Given task :: Copy out every one of the entries below word for word, leaving out the pictures.

++++++++++++++++++++

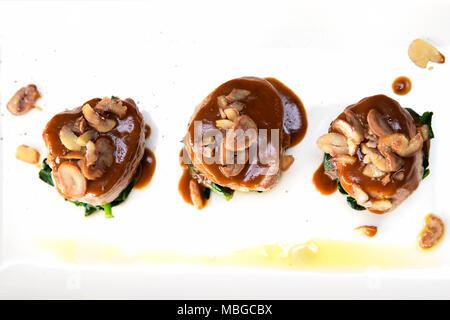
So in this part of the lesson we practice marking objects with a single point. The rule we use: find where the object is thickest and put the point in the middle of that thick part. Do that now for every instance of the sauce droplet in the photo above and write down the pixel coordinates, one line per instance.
(401, 86)
(148, 164)
(323, 183)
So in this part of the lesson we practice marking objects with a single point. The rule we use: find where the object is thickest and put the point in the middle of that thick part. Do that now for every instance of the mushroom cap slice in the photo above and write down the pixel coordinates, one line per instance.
(70, 180)
(98, 122)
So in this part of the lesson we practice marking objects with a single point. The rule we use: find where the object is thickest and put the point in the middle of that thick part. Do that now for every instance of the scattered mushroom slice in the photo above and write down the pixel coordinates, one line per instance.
(73, 155)
(231, 113)
(400, 144)
(95, 120)
(399, 176)
(222, 102)
(91, 153)
(80, 126)
(107, 105)
(344, 159)
(243, 135)
(208, 140)
(424, 132)
(368, 231)
(370, 170)
(237, 94)
(196, 194)
(71, 179)
(420, 52)
(353, 134)
(224, 124)
(86, 137)
(68, 138)
(377, 124)
(432, 232)
(99, 156)
(359, 194)
(23, 100)
(27, 154)
(333, 143)
(386, 179)
(231, 170)
(286, 162)
(237, 105)
(381, 205)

++++++++++++++++++++

Answer below ::
So in this part of the lesson we practice marking objects with a single point. The rule we use: find where the object is thickest and put the point in the middle of that thick part. Do that now for every instance of the sauce droplet in the photo above and write down the pixel coordinates, one line per instance.
(401, 86)
(148, 164)
(323, 183)
So in this part of the lesson we practice marking objects with a single point. The rule we use: find where the object is thickest and put the point in the middle of that thick part. Do that now for every instance of the mushroom cap slice in the photo above and write down the pixel coordinates, one line per instance.
(70, 180)
(98, 122)
So in this part of the lesson we practice marking objects with a single point. The rule we use: find where the object is thickest and put the point in the middle of that thick part. Do that now for every instance of the scattered mushroom slice in the photo above and write down the pixel coordinates, one line per instance.
(73, 155)
(231, 113)
(400, 144)
(95, 120)
(399, 176)
(222, 102)
(91, 153)
(80, 126)
(107, 105)
(344, 159)
(243, 135)
(208, 140)
(424, 132)
(368, 231)
(370, 170)
(237, 94)
(196, 194)
(71, 179)
(420, 52)
(353, 134)
(224, 124)
(86, 137)
(68, 138)
(377, 124)
(432, 232)
(99, 156)
(359, 194)
(23, 100)
(27, 154)
(333, 143)
(386, 179)
(231, 170)
(286, 162)
(237, 105)
(381, 205)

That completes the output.